═══ Passage extrait
Traduit en français par Alessia Ambrosini et Sabine Centi – Novembre 1999

 
 
 
 

Ces dernières années, j’ai connu plus de gens sur le net que de n’importe quelle autre façon. Certaines de ces rencontres sont devenues de vraies amitiés. Pas toutes directement. Au travers du net, j’ai connu des personnes; par celle-ci, j’en ai ensuite rencontré d’autres... mais c’est le net qui est à l’origine. Parfois ces personnes vivent très loin de moi (pour nous rencontrer, il nous foudrait un voyage); parfois elles sont près de moi, mais sans le net on ne se serait jamais aperçu l’un de l’autre. Il nous arrive, de temps en temps, de parler ensemble de cette façon de se connaître. Et le sujet est fascinant, pour plusieurs aspects.

On rencontre une personne qu’on ne peut ni voir ni toucher. Avant de la voir, on connaît ses pensées, son caractère et sa personnalité. Un rapport, un intérêt réciproque, un échange d’opinion et d’émotions naissent; le désire de se rencontrer se fait de plus en plus grand; et un jour, finalement, on se voit. La question rituelle est: «Est-ce que je suis si différent de comment tu m’avais imaginé?»

En bref, on se connait de façon inverse à celle habituelle: d’abord l’âme et puis le corps. Il n’est pas vrai que si on se voit avant, et puis qu’on se parle, on se connaît mieux. Souvent la rencontre physique est déviante; elle cache ou rallentit la connaissance avec l’âme et l’esprit. Il y a des gens qui se fréquentent depuis vingt ans, peut-être dorment-ils dans le même lit, mais ils ne se connaissent pas vraiment. «Ma femme (mon mari) ne me comprend pas», excuse classique des infidèles, ce n’est pas seulement un mensonge. Le rapprochement physique n’est pas nécessairement dialogue et compréhension; mais il peut même devenir un obstacle.
══════
═══ Données enregistrées
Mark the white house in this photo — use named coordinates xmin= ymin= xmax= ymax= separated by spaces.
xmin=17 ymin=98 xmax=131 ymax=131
══════
▶ **Consigne écrite A**:
Répondez à ces questions d’après le passage sur les rencontres par le net :
(i) Quelle est la question rituelle posée le jour où l’on se voit enfin ?
(ii) Dans quel ordre se connaît-on, selon le passage, lorsque la rencontre passe par le net ?
(iii) Quelle phrase est présentée comme l’excuse classique des infidèles ?
▶ **Consigne écrite B**:
Reproduisez fidèlement la partie du passage sur les rencontres par le net qui va de « En bref, on » à « devenir un obstacle. ».
Répondez en vous fondant exclusivement sur le passage.

▶ **Réponse attendue A**:
(i) «Est-ce que je suis si différent de comment tu m’avais imaginé?»
(ii) D’abord l’âme, puis le corps.
(iii) «Ma femme (mon mari) ne me comprend pas».

▶ **Réponse attendue B**:
En bref, on se connait de façon inverse à celle habituelle: d’abord l’âme et puis le corps. Il n’est pas vrai que si on se voit avant, et puis qu’on se parle, on se connaît mieux. Souvent la rencontre physique est déviante; elle cache ou rallentit la connaissance avec l’âme et l’esprit. Il y a des gens qui se fréquentent depuis vingt ans, peut-être dorment-ils dans le même lit, mais ils ne se connaissent pas vraiment. «Ma femme (mon mari) ne me comprend pas», excuse classique des infidèles, ce n’est pas seulement un mensonge. Le rapprochement physique n’est pas nécessairement dialogue et compréhension; mais il peut même devenir un obstacle.